[[ The records, beginning ]]
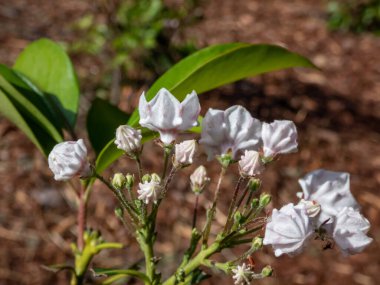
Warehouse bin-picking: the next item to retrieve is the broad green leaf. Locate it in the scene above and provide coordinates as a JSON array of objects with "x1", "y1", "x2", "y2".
[
  {"x1": 14, "y1": 38, "x2": 80, "y2": 128},
  {"x1": 0, "y1": 88, "x2": 58, "y2": 156},
  {"x1": 0, "y1": 64, "x2": 64, "y2": 133},
  {"x1": 87, "y1": 97, "x2": 130, "y2": 154},
  {"x1": 0, "y1": 75, "x2": 63, "y2": 144},
  {"x1": 128, "y1": 43, "x2": 316, "y2": 126}
]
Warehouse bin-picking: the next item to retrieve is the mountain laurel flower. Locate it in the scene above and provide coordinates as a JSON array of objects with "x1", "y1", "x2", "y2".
[
  {"x1": 115, "y1": 125, "x2": 142, "y2": 154},
  {"x1": 199, "y1": 105, "x2": 262, "y2": 161},
  {"x1": 263, "y1": 203, "x2": 314, "y2": 257},
  {"x1": 190, "y1": 165, "x2": 210, "y2": 194},
  {"x1": 297, "y1": 199, "x2": 321, "y2": 218},
  {"x1": 137, "y1": 174, "x2": 161, "y2": 204},
  {"x1": 174, "y1": 140, "x2": 197, "y2": 167},
  {"x1": 232, "y1": 263, "x2": 253, "y2": 285},
  {"x1": 48, "y1": 139, "x2": 91, "y2": 181},
  {"x1": 262, "y1": 120, "x2": 298, "y2": 158},
  {"x1": 139, "y1": 88, "x2": 200, "y2": 145},
  {"x1": 239, "y1": 150, "x2": 264, "y2": 177},
  {"x1": 298, "y1": 169, "x2": 359, "y2": 225},
  {"x1": 333, "y1": 207, "x2": 372, "y2": 255}
]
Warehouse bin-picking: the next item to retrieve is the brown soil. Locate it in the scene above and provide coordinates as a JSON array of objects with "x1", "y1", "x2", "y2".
[{"x1": 0, "y1": 0, "x2": 379, "y2": 285}]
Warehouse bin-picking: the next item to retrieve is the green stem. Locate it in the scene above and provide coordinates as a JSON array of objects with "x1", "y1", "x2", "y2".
[
  {"x1": 136, "y1": 155, "x2": 143, "y2": 180},
  {"x1": 163, "y1": 242, "x2": 221, "y2": 285},
  {"x1": 161, "y1": 145, "x2": 172, "y2": 180},
  {"x1": 223, "y1": 176, "x2": 244, "y2": 234},
  {"x1": 202, "y1": 166, "x2": 227, "y2": 247}
]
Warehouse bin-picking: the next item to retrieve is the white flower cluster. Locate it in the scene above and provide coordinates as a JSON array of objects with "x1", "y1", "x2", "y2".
[{"x1": 264, "y1": 169, "x2": 372, "y2": 256}]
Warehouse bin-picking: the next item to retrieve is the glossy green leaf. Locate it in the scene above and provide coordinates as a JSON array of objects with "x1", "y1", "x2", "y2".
[
  {"x1": 87, "y1": 97, "x2": 130, "y2": 154},
  {"x1": 13, "y1": 38, "x2": 80, "y2": 128},
  {"x1": 0, "y1": 87, "x2": 59, "y2": 156},
  {"x1": 128, "y1": 43, "x2": 316, "y2": 126}
]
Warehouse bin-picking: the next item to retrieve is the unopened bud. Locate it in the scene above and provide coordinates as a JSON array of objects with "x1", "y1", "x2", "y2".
[
  {"x1": 259, "y1": 193, "x2": 272, "y2": 207},
  {"x1": 112, "y1": 173, "x2": 126, "y2": 189},
  {"x1": 142, "y1": 174, "x2": 151, "y2": 183},
  {"x1": 239, "y1": 150, "x2": 264, "y2": 177},
  {"x1": 190, "y1": 166, "x2": 210, "y2": 194},
  {"x1": 114, "y1": 125, "x2": 142, "y2": 154},
  {"x1": 252, "y1": 237, "x2": 263, "y2": 250},
  {"x1": 174, "y1": 140, "x2": 197, "y2": 167},
  {"x1": 126, "y1": 174, "x2": 134, "y2": 188},
  {"x1": 248, "y1": 178, "x2": 261, "y2": 192},
  {"x1": 250, "y1": 198, "x2": 259, "y2": 209},
  {"x1": 114, "y1": 207, "x2": 123, "y2": 218},
  {"x1": 261, "y1": 265, "x2": 273, "y2": 277},
  {"x1": 217, "y1": 153, "x2": 233, "y2": 168},
  {"x1": 151, "y1": 173, "x2": 161, "y2": 183},
  {"x1": 234, "y1": 211, "x2": 243, "y2": 224}
]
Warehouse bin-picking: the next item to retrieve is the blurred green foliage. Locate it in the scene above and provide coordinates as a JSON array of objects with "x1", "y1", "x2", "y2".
[
  {"x1": 70, "y1": 0, "x2": 200, "y2": 99},
  {"x1": 327, "y1": 0, "x2": 380, "y2": 34}
]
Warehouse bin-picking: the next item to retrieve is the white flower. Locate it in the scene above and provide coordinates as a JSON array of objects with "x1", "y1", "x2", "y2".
[
  {"x1": 137, "y1": 177, "x2": 161, "y2": 204},
  {"x1": 174, "y1": 140, "x2": 197, "y2": 166},
  {"x1": 139, "y1": 88, "x2": 200, "y2": 144},
  {"x1": 297, "y1": 199, "x2": 321, "y2": 218},
  {"x1": 239, "y1": 150, "x2": 264, "y2": 177},
  {"x1": 48, "y1": 139, "x2": 91, "y2": 181},
  {"x1": 190, "y1": 165, "x2": 210, "y2": 194},
  {"x1": 298, "y1": 169, "x2": 359, "y2": 225},
  {"x1": 232, "y1": 263, "x2": 253, "y2": 285},
  {"x1": 263, "y1": 203, "x2": 314, "y2": 257},
  {"x1": 333, "y1": 207, "x2": 372, "y2": 255},
  {"x1": 199, "y1": 105, "x2": 261, "y2": 160},
  {"x1": 262, "y1": 120, "x2": 298, "y2": 158},
  {"x1": 114, "y1": 125, "x2": 142, "y2": 153}
]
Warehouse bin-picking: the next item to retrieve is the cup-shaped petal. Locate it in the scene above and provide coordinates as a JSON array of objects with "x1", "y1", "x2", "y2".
[
  {"x1": 114, "y1": 125, "x2": 142, "y2": 153},
  {"x1": 48, "y1": 139, "x2": 91, "y2": 181},
  {"x1": 200, "y1": 105, "x2": 261, "y2": 160},
  {"x1": 262, "y1": 120, "x2": 298, "y2": 158}
]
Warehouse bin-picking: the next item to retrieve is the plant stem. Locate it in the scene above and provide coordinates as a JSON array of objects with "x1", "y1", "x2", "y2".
[
  {"x1": 161, "y1": 145, "x2": 172, "y2": 180},
  {"x1": 136, "y1": 155, "x2": 143, "y2": 180},
  {"x1": 223, "y1": 176, "x2": 244, "y2": 234},
  {"x1": 77, "y1": 184, "x2": 86, "y2": 251},
  {"x1": 192, "y1": 195, "x2": 199, "y2": 229},
  {"x1": 202, "y1": 166, "x2": 227, "y2": 247}
]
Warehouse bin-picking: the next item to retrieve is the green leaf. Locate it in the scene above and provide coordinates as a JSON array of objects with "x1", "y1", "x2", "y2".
[
  {"x1": 93, "y1": 268, "x2": 149, "y2": 284},
  {"x1": 128, "y1": 43, "x2": 316, "y2": 126},
  {"x1": 0, "y1": 88, "x2": 59, "y2": 156},
  {"x1": 87, "y1": 97, "x2": 130, "y2": 154},
  {"x1": 13, "y1": 38, "x2": 80, "y2": 128}
]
[[ The records, end ]]
Goal of the exercise – A faithful reproduction of every entry, with no pictures, is the expected answer.

Result for this exercise –
Warehouse bin-picking: the next item to retrieve is the broad green leaf. Locate it in the scene above and provide coordinates as a JSON array of objects with "x1", "y1", "x2", "y2".
[
  {"x1": 14, "y1": 38, "x2": 80, "y2": 128},
  {"x1": 0, "y1": 88, "x2": 58, "y2": 156},
  {"x1": 0, "y1": 64, "x2": 64, "y2": 133},
  {"x1": 87, "y1": 97, "x2": 130, "y2": 154},
  {"x1": 0, "y1": 75, "x2": 63, "y2": 144},
  {"x1": 128, "y1": 43, "x2": 316, "y2": 126}
]
Warehouse bin-picking: the next item to retrieve is the mountain laurel flower. Locate it in the scene above and provide coordinates as a JSON array of objects with "x1", "y1", "x2", "y2".
[
  {"x1": 115, "y1": 125, "x2": 142, "y2": 154},
  {"x1": 199, "y1": 105, "x2": 262, "y2": 161},
  {"x1": 263, "y1": 203, "x2": 314, "y2": 257},
  {"x1": 190, "y1": 165, "x2": 210, "y2": 194},
  {"x1": 297, "y1": 199, "x2": 321, "y2": 218},
  {"x1": 137, "y1": 174, "x2": 161, "y2": 204},
  {"x1": 174, "y1": 140, "x2": 197, "y2": 167},
  {"x1": 232, "y1": 263, "x2": 253, "y2": 285},
  {"x1": 48, "y1": 139, "x2": 91, "y2": 181},
  {"x1": 262, "y1": 120, "x2": 298, "y2": 158},
  {"x1": 139, "y1": 88, "x2": 200, "y2": 145},
  {"x1": 239, "y1": 150, "x2": 264, "y2": 177},
  {"x1": 298, "y1": 169, "x2": 359, "y2": 225},
  {"x1": 333, "y1": 207, "x2": 372, "y2": 255}
]
Warehouse bin-picking: the next item to retrieve is the brown soil. Locate it in the scene above and provide coordinates as a JSON array of objects with "x1", "y1", "x2", "y2".
[{"x1": 0, "y1": 0, "x2": 379, "y2": 285}]
Warehouse bin-picking: the next item to retrieve is the green stem. Locate it in the scene above and provide coordinates as a JSON array of objects with "x1", "y1", "x2", "y2".
[
  {"x1": 136, "y1": 155, "x2": 143, "y2": 180},
  {"x1": 163, "y1": 242, "x2": 221, "y2": 285},
  {"x1": 161, "y1": 145, "x2": 172, "y2": 180},
  {"x1": 223, "y1": 176, "x2": 244, "y2": 234},
  {"x1": 202, "y1": 166, "x2": 227, "y2": 247}
]
Warehouse bin-picking: the next item to retrieve is the white flower cluster. Locate it in the scene above and provide coordinates as a JSON array of objects with "x1", "y1", "x2", "y2".
[{"x1": 264, "y1": 169, "x2": 372, "y2": 256}]
Warehouse bin-picking: the next item to retrieve is the glossy green leaf. Locate it in the scene above and provide coordinates as a JSON array of objects with "x1", "y1", "x2", "y2".
[
  {"x1": 87, "y1": 97, "x2": 130, "y2": 154},
  {"x1": 13, "y1": 38, "x2": 80, "y2": 128},
  {"x1": 0, "y1": 87, "x2": 59, "y2": 156},
  {"x1": 128, "y1": 43, "x2": 316, "y2": 126}
]
Warehouse bin-picking: the next item to retrieve is the unopened bud. Locate it in the scene above and provide coordinates as a JSON array of objects with "x1", "y1", "x2", "y2".
[
  {"x1": 259, "y1": 193, "x2": 272, "y2": 207},
  {"x1": 112, "y1": 173, "x2": 126, "y2": 189},
  {"x1": 142, "y1": 174, "x2": 151, "y2": 183},
  {"x1": 239, "y1": 150, "x2": 264, "y2": 177},
  {"x1": 190, "y1": 166, "x2": 210, "y2": 194},
  {"x1": 114, "y1": 125, "x2": 142, "y2": 154},
  {"x1": 252, "y1": 237, "x2": 263, "y2": 250},
  {"x1": 174, "y1": 140, "x2": 197, "y2": 167},
  {"x1": 126, "y1": 174, "x2": 134, "y2": 188},
  {"x1": 248, "y1": 178, "x2": 261, "y2": 192},
  {"x1": 250, "y1": 198, "x2": 259, "y2": 209},
  {"x1": 114, "y1": 207, "x2": 123, "y2": 218},
  {"x1": 261, "y1": 265, "x2": 273, "y2": 277},
  {"x1": 217, "y1": 153, "x2": 233, "y2": 168},
  {"x1": 151, "y1": 173, "x2": 161, "y2": 183},
  {"x1": 234, "y1": 211, "x2": 243, "y2": 224}
]
Warehouse bin-picking: the next item to retrieve is the blurred green foliage. Locate it in the scene above and provide coordinates as a JSON array of objects with "x1", "y1", "x2", "y2".
[
  {"x1": 70, "y1": 0, "x2": 200, "y2": 99},
  {"x1": 327, "y1": 0, "x2": 380, "y2": 34}
]
Warehouse bin-picking: the next item to retrieve is the white flower. Locate it in the scene above and provide coordinates as a JSON array of objects with "x1", "y1", "x2", "y2".
[
  {"x1": 137, "y1": 177, "x2": 161, "y2": 204},
  {"x1": 174, "y1": 140, "x2": 197, "y2": 166},
  {"x1": 139, "y1": 88, "x2": 200, "y2": 144},
  {"x1": 297, "y1": 199, "x2": 321, "y2": 218},
  {"x1": 239, "y1": 150, "x2": 264, "y2": 177},
  {"x1": 48, "y1": 139, "x2": 91, "y2": 181},
  {"x1": 190, "y1": 165, "x2": 210, "y2": 194},
  {"x1": 298, "y1": 169, "x2": 359, "y2": 225},
  {"x1": 232, "y1": 263, "x2": 253, "y2": 285},
  {"x1": 263, "y1": 203, "x2": 314, "y2": 257},
  {"x1": 333, "y1": 207, "x2": 372, "y2": 255},
  {"x1": 199, "y1": 105, "x2": 261, "y2": 160},
  {"x1": 262, "y1": 120, "x2": 298, "y2": 158},
  {"x1": 114, "y1": 125, "x2": 142, "y2": 153}
]
Warehouse bin-picking: the next item to retrieve is the cup-shaped petal. Locate it in the scene above and provide coordinates as a JSON array of objects with "x1", "y1", "x2", "y2".
[
  {"x1": 114, "y1": 125, "x2": 142, "y2": 153},
  {"x1": 48, "y1": 139, "x2": 91, "y2": 181},
  {"x1": 200, "y1": 105, "x2": 261, "y2": 160},
  {"x1": 262, "y1": 120, "x2": 298, "y2": 158}
]
Warehouse bin-picking: the next item to retrieve is the plant stem. Locate it in the scene above and provide coordinates as a JSON array of objects with "x1", "y1", "x2", "y2".
[
  {"x1": 161, "y1": 145, "x2": 172, "y2": 180},
  {"x1": 136, "y1": 155, "x2": 143, "y2": 180},
  {"x1": 223, "y1": 176, "x2": 244, "y2": 234},
  {"x1": 77, "y1": 184, "x2": 86, "y2": 251},
  {"x1": 192, "y1": 195, "x2": 199, "y2": 229},
  {"x1": 202, "y1": 166, "x2": 227, "y2": 247}
]
Warehouse bin-picking: the next item to retrieve is the green leaf. Locate it in the scene above and provide coordinates as a JSON array of objects with "x1", "y1", "x2", "y2".
[
  {"x1": 93, "y1": 268, "x2": 149, "y2": 284},
  {"x1": 128, "y1": 43, "x2": 316, "y2": 126},
  {"x1": 0, "y1": 88, "x2": 59, "y2": 156},
  {"x1": 87, "y1": 97, "x2": 130, "y2": 154},
  {"x1": 13, "y1": 38, "x2": 80, "y2": 128}
]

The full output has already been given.